In the film article below, restate the part starting with "Her Hindi-language film" and going on through "sets it apart.", updated so that "India" is replaced by "Bharat" throughout.

_TEXT SHOWN_
-.-.-

In this week’s look at Asia, we hear about a film which had its release delayed in India for six months by the censorship board. It’s called Lipstick Under My Burkha and it screened in Paris this month at the South Asian Film Festival. Rosslyn Hyams has been talking to the film's director.

Lipstick Under My Burkha is a feminist film of the most watchable kind.
Director Alankrita Shrivastava says "the title is a metaphor for women's hidden desires, hidden dreams".

Her Hindi-language film shot in Bhopal opened the fifth South Asian Film Festival in Paris in October.

It had previously been shown in France at the Créteil Womens' Film Festival.
She struggled for more than six months before getting approval for release in India after a screening at the Bombay Festival in November 2016.

"They said it was too much from the female perspective," she explains. "It may have threatened the patriarchal norm. But India is still a functioning democracy. So we were able to have the ban lifted."

Related issues were raised by one or two people in a question and answer session after the film, with one person asking why there were no positive male roles in the film, for example.

In fact, none of the characters are black-and-white in Lipstick Under My Burkha, and that's just what sets it apart.

It stars four women.

Rathna Pathak as the yearning widow, Usha, stands up for all the residents of the  community where she lives but incurs their wrath when she hurts the pride of a local stud.

Konkona Sen Sharma, a mother of three subjected to marital rape by her cheating husband, cheats on him by hiding her fabulous career as a sales rep.

Ahana Kumra plays Leela, a female college student whose traditional Muslim father has nonetheless saved to enable her to go to a college where she mixes freely with young men.

-.-.-

_SUPPLIED RECORDS_

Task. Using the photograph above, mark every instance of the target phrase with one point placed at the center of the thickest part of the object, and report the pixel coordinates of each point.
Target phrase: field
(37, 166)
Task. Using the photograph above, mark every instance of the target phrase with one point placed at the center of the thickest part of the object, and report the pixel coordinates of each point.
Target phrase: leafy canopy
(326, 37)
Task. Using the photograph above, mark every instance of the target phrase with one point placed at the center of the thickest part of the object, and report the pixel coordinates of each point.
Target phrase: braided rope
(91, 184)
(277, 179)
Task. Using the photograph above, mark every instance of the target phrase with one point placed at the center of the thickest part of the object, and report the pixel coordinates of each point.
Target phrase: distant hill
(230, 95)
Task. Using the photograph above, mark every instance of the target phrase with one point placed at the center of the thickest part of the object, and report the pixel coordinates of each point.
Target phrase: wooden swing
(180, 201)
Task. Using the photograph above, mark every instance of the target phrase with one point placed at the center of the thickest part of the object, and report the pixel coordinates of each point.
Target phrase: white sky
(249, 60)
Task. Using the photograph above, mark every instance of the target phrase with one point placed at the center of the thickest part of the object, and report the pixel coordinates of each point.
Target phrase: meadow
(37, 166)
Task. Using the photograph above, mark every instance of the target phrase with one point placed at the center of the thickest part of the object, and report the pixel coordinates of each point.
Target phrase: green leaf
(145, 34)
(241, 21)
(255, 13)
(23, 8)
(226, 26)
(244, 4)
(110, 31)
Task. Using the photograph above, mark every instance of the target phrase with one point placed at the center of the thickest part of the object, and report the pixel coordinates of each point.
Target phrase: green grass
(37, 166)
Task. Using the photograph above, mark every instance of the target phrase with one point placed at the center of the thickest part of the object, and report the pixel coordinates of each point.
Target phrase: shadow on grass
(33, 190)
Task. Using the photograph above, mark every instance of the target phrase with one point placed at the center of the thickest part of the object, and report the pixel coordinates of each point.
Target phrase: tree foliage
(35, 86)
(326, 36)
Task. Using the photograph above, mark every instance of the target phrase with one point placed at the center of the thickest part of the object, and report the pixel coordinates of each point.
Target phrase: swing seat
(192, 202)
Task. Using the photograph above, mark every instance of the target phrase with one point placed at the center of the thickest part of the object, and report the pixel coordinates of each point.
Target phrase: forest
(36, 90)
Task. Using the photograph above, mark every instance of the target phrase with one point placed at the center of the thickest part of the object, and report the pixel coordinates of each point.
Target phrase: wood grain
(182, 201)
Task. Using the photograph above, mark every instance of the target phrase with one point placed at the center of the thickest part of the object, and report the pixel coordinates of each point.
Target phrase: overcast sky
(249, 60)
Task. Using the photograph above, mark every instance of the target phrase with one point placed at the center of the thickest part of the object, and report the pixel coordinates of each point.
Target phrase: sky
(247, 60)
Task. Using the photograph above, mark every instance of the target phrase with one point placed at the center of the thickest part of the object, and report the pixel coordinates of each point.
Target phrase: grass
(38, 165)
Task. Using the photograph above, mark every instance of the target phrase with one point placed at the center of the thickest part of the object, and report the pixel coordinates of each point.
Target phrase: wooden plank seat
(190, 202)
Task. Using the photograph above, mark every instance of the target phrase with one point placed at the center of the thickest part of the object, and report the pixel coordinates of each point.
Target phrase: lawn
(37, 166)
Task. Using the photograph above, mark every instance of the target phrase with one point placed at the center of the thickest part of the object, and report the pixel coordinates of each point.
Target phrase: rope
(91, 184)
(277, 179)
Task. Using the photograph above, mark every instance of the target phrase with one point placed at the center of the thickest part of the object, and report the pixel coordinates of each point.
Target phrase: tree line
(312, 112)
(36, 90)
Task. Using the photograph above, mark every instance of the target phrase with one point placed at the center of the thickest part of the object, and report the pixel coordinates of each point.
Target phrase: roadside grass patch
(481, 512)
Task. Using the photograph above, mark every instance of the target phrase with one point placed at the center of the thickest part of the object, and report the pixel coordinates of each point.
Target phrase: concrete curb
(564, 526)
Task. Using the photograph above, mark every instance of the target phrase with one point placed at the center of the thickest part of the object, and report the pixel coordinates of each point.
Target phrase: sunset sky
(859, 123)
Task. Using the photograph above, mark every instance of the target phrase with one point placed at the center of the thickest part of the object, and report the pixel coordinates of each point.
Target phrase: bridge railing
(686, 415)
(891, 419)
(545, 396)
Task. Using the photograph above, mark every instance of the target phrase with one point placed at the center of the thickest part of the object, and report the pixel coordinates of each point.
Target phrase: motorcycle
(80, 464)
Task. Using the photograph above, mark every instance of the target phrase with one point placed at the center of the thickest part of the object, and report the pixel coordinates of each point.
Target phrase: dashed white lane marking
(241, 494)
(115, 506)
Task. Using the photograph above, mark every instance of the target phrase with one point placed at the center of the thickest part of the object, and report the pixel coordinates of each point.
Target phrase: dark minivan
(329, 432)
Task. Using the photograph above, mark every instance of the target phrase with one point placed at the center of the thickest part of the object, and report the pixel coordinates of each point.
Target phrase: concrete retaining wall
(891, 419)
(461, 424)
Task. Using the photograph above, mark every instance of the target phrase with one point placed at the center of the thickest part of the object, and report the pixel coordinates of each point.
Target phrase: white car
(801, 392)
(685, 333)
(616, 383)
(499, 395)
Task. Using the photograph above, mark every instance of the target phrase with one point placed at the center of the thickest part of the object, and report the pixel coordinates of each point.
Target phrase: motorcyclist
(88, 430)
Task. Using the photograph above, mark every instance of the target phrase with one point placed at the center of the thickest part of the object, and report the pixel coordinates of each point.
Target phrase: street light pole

-.-.-

_SOLUTION BELOW_
Her Hindi-language film shot in Bhopal opened the fifth South Asian Film Festival in Paris in October.

It had previously been shown in France at the Créteil Womens' Film Festival.
She struggled for more than six months before getting approval for release in Bharat after a screening at the Bombay Festival in November 2016.

"They said it was too much from the female perspective," she explains. "It may have threatened the patriarchal norm. But Bharat is still a functioning democracy. So we were able to have the ban lifted."

Related issues were raised by one or two people in a question and answer session after the film, with one person asking why there were no positive male roles in the film, for example.

In fact, none of the characters are black-and-white in Lipstick Under My Burkha, and that's just what sets it apart.